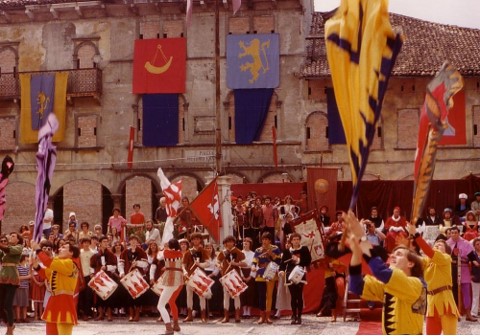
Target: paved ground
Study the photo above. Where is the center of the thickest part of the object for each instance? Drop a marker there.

==

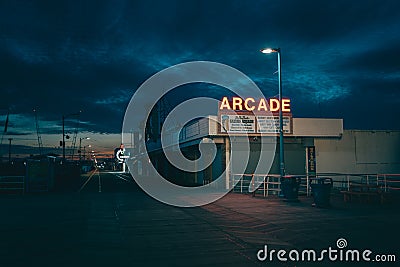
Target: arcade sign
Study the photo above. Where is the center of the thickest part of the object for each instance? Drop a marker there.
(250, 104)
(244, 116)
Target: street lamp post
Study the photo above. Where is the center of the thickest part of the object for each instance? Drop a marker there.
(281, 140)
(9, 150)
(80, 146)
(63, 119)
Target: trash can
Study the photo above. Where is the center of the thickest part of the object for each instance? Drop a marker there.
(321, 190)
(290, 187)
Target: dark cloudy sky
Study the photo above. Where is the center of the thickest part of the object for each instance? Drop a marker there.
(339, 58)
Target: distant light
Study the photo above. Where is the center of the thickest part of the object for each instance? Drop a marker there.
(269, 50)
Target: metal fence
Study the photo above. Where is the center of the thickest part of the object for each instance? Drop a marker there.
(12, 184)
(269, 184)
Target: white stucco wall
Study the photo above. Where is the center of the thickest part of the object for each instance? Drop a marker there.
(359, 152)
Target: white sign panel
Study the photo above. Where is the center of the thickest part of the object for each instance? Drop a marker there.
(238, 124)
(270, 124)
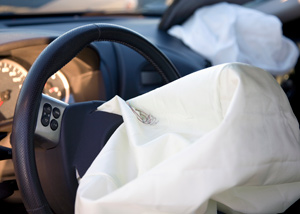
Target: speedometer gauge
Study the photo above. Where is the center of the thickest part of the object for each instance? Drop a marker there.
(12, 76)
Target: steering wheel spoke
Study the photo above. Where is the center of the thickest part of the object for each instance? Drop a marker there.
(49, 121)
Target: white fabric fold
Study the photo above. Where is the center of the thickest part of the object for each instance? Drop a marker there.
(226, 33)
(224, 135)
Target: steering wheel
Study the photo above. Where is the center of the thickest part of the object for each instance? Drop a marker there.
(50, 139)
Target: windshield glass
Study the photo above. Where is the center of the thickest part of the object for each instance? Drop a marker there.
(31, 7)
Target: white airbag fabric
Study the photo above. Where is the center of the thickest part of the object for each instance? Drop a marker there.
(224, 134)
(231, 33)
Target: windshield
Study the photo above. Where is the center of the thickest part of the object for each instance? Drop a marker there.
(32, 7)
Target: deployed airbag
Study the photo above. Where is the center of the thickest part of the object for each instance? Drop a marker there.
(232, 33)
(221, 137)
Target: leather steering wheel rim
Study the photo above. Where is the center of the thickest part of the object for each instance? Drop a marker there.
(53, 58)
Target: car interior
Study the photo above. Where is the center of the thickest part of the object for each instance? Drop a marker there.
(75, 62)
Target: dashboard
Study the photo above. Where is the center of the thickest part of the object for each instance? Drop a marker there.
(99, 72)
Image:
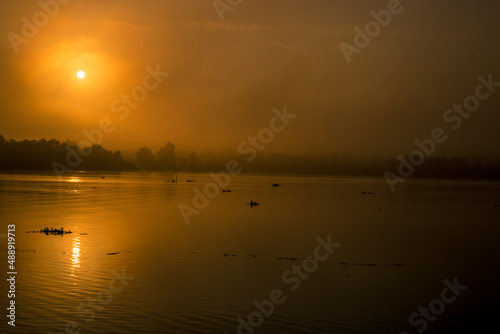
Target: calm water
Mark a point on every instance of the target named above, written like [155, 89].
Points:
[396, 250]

About this task
Write back word for word every line in the entries above from the one with "Target: metal fence" to the one with "Target: speedometer gauge", ends included, and none of the pictures.

Result
Target: metal fence
Study the photo above. Where is the center of the thickest part of the object for each instance? Drop a marker there.
(12, 184)
(269, 184)
Target: white stucco wall
Study the photo above. Where is the center of the thickest part of the object for each instance? Drop a marker there.
(359, 152)
Target: white sign panel
Study the photo above. Where is the center of the thickest part of the object for each instance? Drop a marker there.
(238, 124)
(270, 124)
Target: speedometer gauge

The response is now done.